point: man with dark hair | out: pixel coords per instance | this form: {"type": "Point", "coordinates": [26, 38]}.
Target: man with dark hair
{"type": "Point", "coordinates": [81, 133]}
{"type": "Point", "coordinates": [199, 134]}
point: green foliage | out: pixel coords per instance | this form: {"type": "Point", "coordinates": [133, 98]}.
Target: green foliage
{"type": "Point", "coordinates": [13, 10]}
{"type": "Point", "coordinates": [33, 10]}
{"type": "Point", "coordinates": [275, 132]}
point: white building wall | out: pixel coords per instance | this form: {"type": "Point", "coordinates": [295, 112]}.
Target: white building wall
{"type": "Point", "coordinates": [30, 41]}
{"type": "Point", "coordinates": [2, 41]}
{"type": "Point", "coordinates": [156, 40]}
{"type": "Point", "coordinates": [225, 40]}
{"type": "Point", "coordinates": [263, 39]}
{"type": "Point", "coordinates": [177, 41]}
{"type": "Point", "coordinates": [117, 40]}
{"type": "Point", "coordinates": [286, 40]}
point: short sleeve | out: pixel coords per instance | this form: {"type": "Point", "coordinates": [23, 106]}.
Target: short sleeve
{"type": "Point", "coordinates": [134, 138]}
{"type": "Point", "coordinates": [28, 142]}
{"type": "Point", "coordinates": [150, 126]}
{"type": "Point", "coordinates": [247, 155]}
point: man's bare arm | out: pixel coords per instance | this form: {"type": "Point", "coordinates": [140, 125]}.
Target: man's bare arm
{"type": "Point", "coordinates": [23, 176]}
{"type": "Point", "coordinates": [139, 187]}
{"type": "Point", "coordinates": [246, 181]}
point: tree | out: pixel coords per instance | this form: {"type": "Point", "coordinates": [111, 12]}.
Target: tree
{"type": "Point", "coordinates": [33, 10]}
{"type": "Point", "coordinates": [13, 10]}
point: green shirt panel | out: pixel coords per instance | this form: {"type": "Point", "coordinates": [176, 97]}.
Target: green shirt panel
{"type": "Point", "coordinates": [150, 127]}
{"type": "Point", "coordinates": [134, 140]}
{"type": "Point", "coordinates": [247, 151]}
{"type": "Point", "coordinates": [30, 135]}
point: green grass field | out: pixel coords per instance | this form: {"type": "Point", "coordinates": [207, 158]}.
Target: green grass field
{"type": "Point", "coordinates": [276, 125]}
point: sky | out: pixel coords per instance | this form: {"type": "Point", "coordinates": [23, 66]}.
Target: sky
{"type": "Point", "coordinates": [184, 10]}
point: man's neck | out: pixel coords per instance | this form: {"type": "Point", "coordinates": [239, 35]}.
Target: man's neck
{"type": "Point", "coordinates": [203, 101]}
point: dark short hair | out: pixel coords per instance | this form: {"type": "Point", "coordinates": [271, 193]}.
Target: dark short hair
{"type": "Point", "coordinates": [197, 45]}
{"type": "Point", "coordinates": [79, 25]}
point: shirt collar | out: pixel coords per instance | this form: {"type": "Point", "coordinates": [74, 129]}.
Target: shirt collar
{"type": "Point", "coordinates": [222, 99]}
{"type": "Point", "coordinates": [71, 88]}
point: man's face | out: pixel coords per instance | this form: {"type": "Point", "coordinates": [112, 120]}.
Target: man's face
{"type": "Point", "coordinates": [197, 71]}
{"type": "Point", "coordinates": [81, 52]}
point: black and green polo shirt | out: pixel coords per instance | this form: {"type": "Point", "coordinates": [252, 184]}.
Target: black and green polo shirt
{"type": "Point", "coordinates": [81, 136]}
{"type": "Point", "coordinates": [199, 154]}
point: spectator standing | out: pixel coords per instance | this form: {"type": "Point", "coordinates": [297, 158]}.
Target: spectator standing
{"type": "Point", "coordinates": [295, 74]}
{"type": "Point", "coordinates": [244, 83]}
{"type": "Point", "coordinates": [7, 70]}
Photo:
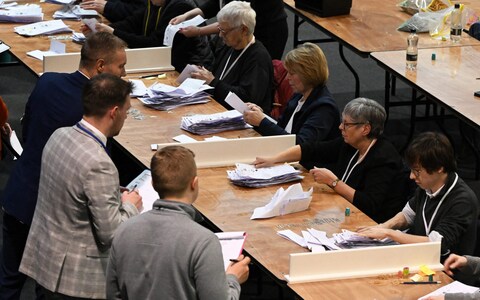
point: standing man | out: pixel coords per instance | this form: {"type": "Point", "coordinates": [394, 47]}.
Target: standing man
{"type": "Point", "coordinates": [178, 258]}
{"type": "Point", "coordinates": [55, 102]}
{"type": "Point", "coordinates": [443, 209]}
{"type": "Point", "coordinates": [79, 203]}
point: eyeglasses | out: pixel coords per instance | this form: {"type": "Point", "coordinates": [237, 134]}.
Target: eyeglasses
{"type": "Point", "coordinates": [416, 172]}
{"type": "Point", "coordinates": [347, 125]}
{"type": "Point", "coordinates": [225, 32]}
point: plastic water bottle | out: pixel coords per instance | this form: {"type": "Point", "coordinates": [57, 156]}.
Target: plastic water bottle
{"type": "Point", "coordinates": [412, 50]}
{"type": "Point", "coordinates": [456, 24]}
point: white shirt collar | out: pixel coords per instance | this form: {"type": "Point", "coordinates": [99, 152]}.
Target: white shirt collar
{"type": "Point", "coordinates": [97, 132]}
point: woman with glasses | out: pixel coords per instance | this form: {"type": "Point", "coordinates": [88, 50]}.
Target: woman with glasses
{"type": "Point", "coordinates": [311, 113]}
{"type": "Point", "coordinates": [362, 166]}
{"type": "Point", "coordinates": [243, 66]}
{"type": "Point", "coordinates": [443, 208]}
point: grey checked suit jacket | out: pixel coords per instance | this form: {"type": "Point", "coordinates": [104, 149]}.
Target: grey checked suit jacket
{"type": "Point", "coordinates": [77, 212]}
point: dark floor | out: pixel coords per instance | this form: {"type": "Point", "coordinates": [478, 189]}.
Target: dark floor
{"type": "Point", "coordinates": [16, 84]}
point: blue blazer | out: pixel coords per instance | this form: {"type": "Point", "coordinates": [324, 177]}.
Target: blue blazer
{"type": "Point", "coordinates": [317, 120]}
{"type": "Point", "coordinates": [55, 102]}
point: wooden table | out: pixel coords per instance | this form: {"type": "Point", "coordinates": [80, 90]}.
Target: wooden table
{"type": "Point", "coordinates": [370, 27]}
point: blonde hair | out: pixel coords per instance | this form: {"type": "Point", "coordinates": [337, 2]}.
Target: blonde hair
{"type": "Point", "coordinates": [309, 62]}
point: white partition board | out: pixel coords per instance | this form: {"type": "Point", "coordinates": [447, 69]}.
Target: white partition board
{"type": "Point", "coordinates": [138, 60]}
{"type": "Point", "coordinates": [363, 262]}
{"type": "Point", "coordinates": [228, 152]}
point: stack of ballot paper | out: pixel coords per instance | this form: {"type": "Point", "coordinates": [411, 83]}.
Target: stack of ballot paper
{"type": "Point", "coordinates": [285, 202]}
{"type": "Point", "coordinates": [22, 14]}
{"type": "Point", "coordinates": [209, 124]}
{"type": "Point", "coordinates": [166, 97]}
{"type": "Point", "coordinates": [248, 175]}
{"type": "Point", "coordinates": [314, 239]}
{"type": "Point", "coordinates": [45, 27]}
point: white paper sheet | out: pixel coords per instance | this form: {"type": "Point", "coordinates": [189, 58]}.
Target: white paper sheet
{"type": "Point", "coordinates": [173, 29]}
{"type": "Point", "coordinates": [284, 202]}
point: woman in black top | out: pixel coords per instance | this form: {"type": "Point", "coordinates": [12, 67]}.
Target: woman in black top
{"type": "Point", "coordinates": [364, 167]}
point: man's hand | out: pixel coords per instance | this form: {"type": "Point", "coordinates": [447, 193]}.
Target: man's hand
{"type": "Point", "coordinates": [133, 197]}
{"type": "Point", "coordinates": [97, 5]}
{"type": "Point", "coordinates": [239, 269]}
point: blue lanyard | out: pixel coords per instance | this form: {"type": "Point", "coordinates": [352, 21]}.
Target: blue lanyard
{"type": "Point", "coordinates": [93, 136]}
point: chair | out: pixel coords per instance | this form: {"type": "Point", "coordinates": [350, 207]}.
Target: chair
{"type": "Point", "coordinates": [283, 90]}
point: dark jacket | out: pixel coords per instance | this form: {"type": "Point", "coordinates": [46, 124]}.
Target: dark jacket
{"type": "Point", "coordinates": [317, 120]}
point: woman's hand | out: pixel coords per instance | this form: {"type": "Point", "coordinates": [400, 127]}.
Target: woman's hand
{"type": "Point", "coordinates": [323, 175]}
{"type": "Point", "coordinates": [203, 74]}
{"type": "Point", "coordinates": [254, 115]}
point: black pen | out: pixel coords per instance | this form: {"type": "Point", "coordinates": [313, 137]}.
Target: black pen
{"type": "Point", "coordinates": [134, 187]}
{"type": "Point", "coordinates": [152, 75]}
{"type": "Point", "coordinates": [421, 282]}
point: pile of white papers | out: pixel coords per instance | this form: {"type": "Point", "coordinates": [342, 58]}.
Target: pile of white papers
{"type": "Point", "coordinates": [45, 27]}
{"type": "Point", "coordinates": [248, 175]}
{"type": "Point", "coordinates": [22, 14]}
{"type": "Point", "coordinates": [284, 202]}
{"type": "Point", "coordinates": [214, 123]}
{"type": "Point", "coordinates": [166, 97]}
{"type": "Point", "coordinates": [74, 12]}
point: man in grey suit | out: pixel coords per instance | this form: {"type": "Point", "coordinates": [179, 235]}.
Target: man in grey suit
{"type": "Point", "coordinates": [178, 258]}
{"type": "Point", "coordinates": [79, 202]}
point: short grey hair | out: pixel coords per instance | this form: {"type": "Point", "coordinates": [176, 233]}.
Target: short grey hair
{"type": "Point", "coordinates": [368, 111]}
{"type": "Point", "coordinates": [237, 13]}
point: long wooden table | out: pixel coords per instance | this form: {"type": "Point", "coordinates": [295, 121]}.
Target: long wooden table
{"type": "Point", "coordinates": [228, 207]}
{"type": "Point", "coordinates": [370, 27]}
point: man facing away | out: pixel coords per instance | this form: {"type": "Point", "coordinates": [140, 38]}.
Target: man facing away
{"type": "Point", "coordinates": [79, 204]}
{"type": "Point", "coordinates": [165, 253]}
{"type": "Point", "coordinates": [55, 102]}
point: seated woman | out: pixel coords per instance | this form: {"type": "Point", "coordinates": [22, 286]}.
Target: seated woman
{"type": "Point", "coordinates": [243, 66]}
{"type": "Point", "coordinates": [311, 113]}
{"type": "Point", "coordinates": [366, 169]}
{"type": "Point", "coordinates": [146, 28]}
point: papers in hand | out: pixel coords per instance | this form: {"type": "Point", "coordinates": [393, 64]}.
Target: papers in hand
{"type": "Point", "coordinates": [56, 47]}
{"type": "Point", "coordinates": [173, 29]}
{"type": "Point", "coordinates": [232, 245]}
{"type": "Point", "coordinates": [454, 287]}
{"type": "Point", "coordinates": [209, 124]}
{"type": "Point", "coordinates": [284, 202]}
{"type": "Point", "coordinates": [143, 183]}
{"type": "Point", "coordinates": [45, 27]}
{"type": "Point", "coordinates": [166, 97]}
{"type": "Point", "coordinates": [22, 13]}
{"type": "Point", "coordinates": [249, 176]}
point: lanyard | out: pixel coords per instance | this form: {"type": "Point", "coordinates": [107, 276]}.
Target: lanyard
{"type": "Point", "coordinates": [345, 175]}
{"type": "Point", "coordinates": [93, 136]}
{"type": "Point", "coordinates": [429, 226]}
{"type": "Point", "coordinates": [224, 74]}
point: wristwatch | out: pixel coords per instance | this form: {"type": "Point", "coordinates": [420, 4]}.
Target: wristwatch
{"type": "Point", "coordinates": [334, 183]}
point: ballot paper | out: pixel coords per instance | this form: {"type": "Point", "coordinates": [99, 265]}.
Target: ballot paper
{"type": "Point", "coordinates": [186, 73]}
{"type": "Point", "coordinates": [249, 176]}
{"type": "Point", "coordinates": [27, 13]}
{"type": "Point", "coordinates": [173, 29]}
{"type": "Point", "coordinates": [232, 245]}
{"type": "Point", "coordinates": [214, 123]}
{"type": "Point", "coordinates": [454, 287]}
{"type": "Point", "coordinates": [284, 202]}
{"type": "Point", "coordinates": [56, 47]}
{"type": "Point", "coordinates": [143, 183]}
{"type": "Point", "coordinates": [166, 97]}
{"type": "Point", "coordinates": [45, 27]}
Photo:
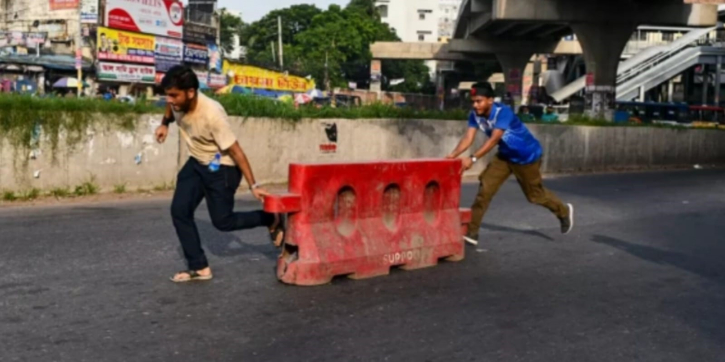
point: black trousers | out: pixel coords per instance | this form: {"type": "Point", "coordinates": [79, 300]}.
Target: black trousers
{"type": "Point", "coordinates": [196, 182]}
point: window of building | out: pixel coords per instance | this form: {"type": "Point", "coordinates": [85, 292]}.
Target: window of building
{"type": "Point", "coordinates": [383, 11]}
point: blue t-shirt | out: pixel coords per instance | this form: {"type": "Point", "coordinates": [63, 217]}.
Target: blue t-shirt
{"type": "Point", "coordinates": [517, 145]}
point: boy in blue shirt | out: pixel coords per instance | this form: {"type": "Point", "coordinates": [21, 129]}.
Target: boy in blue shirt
{"type": "Point", "coordinates": [519, 153]}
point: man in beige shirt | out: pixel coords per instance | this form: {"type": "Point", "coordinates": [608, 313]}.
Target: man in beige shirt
{"type": "Point", "coordinates": [213, 172]}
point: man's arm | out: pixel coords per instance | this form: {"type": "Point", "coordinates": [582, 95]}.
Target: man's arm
{"type": "Point", "coordinates": [237, 154]}
{"type": "Point", "coordinates": [168, 116]}
{"type": "Point", "coordinates": [485, 149]}
{"type": "Point", "coordinates": [496, 136]}
{"type": "Point", "coordinates": [163, 130]}
{"type": "Point", "coordinates": [465, 143]}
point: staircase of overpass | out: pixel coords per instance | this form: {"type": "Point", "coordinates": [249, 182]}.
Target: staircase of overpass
{"type": "Point", "coordinates": [656, 65]}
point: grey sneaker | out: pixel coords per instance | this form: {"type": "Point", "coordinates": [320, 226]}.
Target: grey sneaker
{"type": "Point", "coordinates": [567, 223]}
{"type": "Point", "coordinates": [471, 239]}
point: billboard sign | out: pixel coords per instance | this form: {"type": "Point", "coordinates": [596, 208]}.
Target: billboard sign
{"type": "Point", "coordinates": [158, 17]}
{"type": "Point", "coordinates": [129, 73]}
{"type": "Point", "coordinates": [196, 54]}
{"type": "Point", "coordinates": [89, 11]}
{"type": "Point", "coordinates": [125, 46]}
{"type": "Point", "coordinates": [169, 52]}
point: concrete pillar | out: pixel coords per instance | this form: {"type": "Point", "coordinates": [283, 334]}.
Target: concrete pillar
{"type": "Point", "coordinates": [513, 65]}
{"type": "Point", "coordinates": [376, 76]}
{"type": "Point", "coordinates": [602, 44]}
{"type": "Point", "coordinates": [718, 69]}
{"type": "Point", "coordinates": [705, 83]}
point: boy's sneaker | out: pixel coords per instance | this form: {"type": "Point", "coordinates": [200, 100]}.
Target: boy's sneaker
{"type": "Point", "coordinates": [567, 223]}
{"type": "Point", "coordinates": [471, 239]}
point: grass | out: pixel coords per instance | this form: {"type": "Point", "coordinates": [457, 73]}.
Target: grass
{"type": "Point", "coordinates": [60, 192]}
{"type": "Point", "coordinates": [24, 118]}
{"type": "Point", "coordinates": [248, 106]}
{"type": "Point", "coordinates": [9, 196]}
{"type": "Point", "coordinates": [87, 188]}
{"type": "Point", "coordinates": [31, 194]}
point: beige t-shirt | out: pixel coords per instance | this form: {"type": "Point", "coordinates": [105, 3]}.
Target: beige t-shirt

────────────────────────────────────────

§ **GIVEN INSTRUCTION**
Copy out the records word for word, from the line that contains "point: boy's sneaker" through the end of the records.

§ **TASK RESULT**
point: boy's sneaker | out: pixel coords per instance | this form: {"type": "Point", "coordinates": [200, 100]}.
Target: boy's sneaker
{"type": "Point", "coordinates": [567, 223]}
{"type": "Point", "coordinates": [471, 239]}
point: grass | out: pixel coords per instance | this form: {"type": "Point", "coordinates": [457, 73]}.
Target: grass
{"type": "Point", "coordinates": [60, 192]}
{"type": "Point", "coordinates": [24, 118]}
{"type": "Point", "coordinates": [248, 106]}
{"type": "Point", "coordinates": [9, 196]}
{"type": "Point", "coordinates": [87, 188]}
{"type": "Point", "coordinates": [31, 194]}
point: beige t-shirt | out: pixel coords per instance | this form: {"type": "Point", "coordinates": [105, 3]}.
Target: beige t-shirt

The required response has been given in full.